PASSAGE TO READ:
2.6.17-rc5-mm3 - crash in cfq_queue_empty() after iosched change

From: Valdis . Kletnieks
Date: Mon Jun 05 2006 - 10:43:19 EST


I've been hitting this about once every two weeks for a while now, probably
back to a 2.6.16-rc or so. It always bites at the same time while my laptop
was at a point very late in bootup. I finally caught one when I had pen, paper,
*and* time to chase it a bit rather than reboot. Sorry for the very partial
traceback, it's not a good CTS day and I didn't have a digital camera handy.

STATED TASK: Print the portion of the kernel crash report starting at "From: Valdis ." and ending at "digital camera handy.". The data comes from a different source than the report above.

DATA ENTRIES:

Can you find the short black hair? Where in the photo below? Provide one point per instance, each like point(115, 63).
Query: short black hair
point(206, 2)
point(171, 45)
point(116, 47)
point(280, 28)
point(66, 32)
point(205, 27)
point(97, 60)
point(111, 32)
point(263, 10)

EXERCISE ANSWER:
From: Valdis . Kletnieks
Date: Mon Jun 05 2006 - 10:43:19 EST


I've been hitting this about once every two weeks for a while now, probably
back to a 2.6.16-rc or so. It always bites at the same time while my laptop
was at a point very late in bootup. I finally caught one when I had pen, paper,
*and* time to chase it a bit rather than reboot. Sorry for the very partial
traceback, it's not a good CTS day and I didn't have a digital camera handy.